* _WHAT THE TASK ASKS_: Please return every line in the listing below that contains the word "jacket", copying each one in full.

* _INPUT DATA_:
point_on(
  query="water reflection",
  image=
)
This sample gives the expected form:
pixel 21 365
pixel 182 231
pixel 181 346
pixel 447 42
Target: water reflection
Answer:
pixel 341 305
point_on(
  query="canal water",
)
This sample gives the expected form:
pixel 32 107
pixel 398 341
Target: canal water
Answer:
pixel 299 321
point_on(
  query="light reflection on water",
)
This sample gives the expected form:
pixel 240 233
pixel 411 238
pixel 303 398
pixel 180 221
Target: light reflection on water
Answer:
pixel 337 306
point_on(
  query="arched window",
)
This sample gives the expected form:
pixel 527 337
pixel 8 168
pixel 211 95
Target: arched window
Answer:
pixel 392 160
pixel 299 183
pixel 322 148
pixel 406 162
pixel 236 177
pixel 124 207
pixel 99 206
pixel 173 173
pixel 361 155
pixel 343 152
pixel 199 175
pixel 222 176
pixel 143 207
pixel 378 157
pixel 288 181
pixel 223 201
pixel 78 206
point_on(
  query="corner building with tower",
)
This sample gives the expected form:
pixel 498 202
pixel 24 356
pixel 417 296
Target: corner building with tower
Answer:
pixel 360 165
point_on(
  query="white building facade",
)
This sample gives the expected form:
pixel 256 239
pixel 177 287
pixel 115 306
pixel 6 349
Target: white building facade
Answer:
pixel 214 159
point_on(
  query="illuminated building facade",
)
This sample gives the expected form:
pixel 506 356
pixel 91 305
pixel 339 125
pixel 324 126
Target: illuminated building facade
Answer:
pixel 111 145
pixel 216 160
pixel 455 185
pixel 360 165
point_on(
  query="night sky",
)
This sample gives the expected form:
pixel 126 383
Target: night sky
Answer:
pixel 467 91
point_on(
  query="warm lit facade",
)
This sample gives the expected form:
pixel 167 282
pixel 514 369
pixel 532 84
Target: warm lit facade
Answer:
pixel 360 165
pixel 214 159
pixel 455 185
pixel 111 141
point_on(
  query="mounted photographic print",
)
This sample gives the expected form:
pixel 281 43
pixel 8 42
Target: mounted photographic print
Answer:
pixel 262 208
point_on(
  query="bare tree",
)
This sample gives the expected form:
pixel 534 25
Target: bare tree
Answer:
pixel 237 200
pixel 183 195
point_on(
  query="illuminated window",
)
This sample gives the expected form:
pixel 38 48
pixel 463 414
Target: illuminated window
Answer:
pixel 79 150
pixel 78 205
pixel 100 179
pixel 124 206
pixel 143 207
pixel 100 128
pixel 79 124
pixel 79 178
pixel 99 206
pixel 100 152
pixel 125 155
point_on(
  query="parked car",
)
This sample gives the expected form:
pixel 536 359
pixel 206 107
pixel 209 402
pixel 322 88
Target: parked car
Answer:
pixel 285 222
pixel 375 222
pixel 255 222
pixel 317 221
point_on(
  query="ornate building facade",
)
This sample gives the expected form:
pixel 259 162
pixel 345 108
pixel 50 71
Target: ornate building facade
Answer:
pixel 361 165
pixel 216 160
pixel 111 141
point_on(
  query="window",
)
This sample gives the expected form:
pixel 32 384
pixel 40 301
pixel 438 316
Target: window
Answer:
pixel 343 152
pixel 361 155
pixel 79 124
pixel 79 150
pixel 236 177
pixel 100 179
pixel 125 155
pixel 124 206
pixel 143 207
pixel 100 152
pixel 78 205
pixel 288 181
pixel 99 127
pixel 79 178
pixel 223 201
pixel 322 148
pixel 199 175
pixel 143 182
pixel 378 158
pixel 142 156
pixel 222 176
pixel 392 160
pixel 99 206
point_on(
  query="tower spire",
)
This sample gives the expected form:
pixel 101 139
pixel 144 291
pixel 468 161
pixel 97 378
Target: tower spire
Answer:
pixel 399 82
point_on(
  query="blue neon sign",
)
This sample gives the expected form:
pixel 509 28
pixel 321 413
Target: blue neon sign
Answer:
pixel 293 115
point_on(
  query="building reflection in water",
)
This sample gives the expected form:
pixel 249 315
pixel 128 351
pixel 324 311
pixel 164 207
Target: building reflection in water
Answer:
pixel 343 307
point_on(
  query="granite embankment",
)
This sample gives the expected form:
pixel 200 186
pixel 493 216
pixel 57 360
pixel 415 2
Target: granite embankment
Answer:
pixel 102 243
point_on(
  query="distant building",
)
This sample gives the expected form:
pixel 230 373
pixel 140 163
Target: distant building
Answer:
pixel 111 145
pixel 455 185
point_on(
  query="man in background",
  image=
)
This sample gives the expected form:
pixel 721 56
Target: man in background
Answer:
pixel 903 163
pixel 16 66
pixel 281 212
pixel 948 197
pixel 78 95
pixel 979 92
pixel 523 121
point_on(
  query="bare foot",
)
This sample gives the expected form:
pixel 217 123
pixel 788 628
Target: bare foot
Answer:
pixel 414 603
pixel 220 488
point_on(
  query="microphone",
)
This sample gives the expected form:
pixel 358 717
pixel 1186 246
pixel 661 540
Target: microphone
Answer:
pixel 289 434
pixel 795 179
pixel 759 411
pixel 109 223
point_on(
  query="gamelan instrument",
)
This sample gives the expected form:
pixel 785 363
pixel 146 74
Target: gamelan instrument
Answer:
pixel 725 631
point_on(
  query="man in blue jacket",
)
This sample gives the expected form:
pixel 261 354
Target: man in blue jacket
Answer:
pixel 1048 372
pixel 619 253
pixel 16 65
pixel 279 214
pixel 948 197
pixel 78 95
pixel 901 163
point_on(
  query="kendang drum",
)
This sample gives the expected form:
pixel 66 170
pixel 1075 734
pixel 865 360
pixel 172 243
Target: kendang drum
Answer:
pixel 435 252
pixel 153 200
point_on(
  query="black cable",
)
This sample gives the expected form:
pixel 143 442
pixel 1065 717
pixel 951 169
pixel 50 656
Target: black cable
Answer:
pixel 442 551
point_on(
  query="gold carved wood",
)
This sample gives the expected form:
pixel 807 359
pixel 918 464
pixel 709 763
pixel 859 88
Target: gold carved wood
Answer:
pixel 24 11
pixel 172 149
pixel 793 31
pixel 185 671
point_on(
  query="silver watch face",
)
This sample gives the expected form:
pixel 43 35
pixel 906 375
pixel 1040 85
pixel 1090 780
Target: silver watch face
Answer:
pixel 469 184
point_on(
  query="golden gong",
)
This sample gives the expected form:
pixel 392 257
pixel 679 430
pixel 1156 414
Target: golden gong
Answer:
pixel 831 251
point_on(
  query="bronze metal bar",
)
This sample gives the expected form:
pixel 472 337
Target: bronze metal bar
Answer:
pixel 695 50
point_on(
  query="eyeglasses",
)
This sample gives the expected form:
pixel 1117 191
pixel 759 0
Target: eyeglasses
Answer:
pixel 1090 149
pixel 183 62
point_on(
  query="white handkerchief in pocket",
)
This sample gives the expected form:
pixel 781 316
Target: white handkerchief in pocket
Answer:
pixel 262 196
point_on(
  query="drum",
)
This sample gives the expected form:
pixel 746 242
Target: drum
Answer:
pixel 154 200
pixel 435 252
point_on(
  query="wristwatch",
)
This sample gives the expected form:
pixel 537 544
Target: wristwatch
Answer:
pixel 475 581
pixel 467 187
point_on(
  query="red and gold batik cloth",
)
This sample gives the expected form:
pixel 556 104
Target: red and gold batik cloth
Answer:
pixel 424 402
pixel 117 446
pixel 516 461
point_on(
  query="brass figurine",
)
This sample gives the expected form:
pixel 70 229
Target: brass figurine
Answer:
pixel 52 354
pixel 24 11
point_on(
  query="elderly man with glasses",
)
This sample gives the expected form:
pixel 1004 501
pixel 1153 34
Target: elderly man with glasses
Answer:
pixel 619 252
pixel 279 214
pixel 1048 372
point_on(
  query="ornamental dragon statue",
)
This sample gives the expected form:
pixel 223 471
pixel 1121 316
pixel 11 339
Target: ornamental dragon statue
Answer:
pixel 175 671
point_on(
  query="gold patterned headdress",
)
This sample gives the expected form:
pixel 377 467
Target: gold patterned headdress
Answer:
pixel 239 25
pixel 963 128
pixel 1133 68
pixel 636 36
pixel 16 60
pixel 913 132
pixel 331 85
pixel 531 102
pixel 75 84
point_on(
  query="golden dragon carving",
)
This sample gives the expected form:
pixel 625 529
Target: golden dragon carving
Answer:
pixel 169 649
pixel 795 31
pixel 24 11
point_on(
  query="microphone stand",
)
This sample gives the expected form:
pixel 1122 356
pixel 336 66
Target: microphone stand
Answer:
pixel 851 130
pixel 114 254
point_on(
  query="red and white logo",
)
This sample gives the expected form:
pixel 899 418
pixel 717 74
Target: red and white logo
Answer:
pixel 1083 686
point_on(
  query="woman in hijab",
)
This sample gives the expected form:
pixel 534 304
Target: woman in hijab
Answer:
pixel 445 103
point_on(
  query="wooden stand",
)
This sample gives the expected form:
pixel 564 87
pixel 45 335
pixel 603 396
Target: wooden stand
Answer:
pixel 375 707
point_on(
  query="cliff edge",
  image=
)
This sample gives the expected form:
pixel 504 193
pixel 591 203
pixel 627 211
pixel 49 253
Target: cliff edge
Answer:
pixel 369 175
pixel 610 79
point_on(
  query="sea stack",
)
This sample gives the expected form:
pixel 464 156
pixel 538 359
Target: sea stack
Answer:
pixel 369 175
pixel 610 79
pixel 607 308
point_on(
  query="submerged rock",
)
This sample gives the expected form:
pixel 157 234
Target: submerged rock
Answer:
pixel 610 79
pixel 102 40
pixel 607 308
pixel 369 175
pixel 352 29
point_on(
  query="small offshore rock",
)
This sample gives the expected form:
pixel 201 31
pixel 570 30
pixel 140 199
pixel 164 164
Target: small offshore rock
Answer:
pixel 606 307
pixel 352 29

* _COMPLETE RESPONSE_:
  query="man in blue jacket",
Target: man in blue jacket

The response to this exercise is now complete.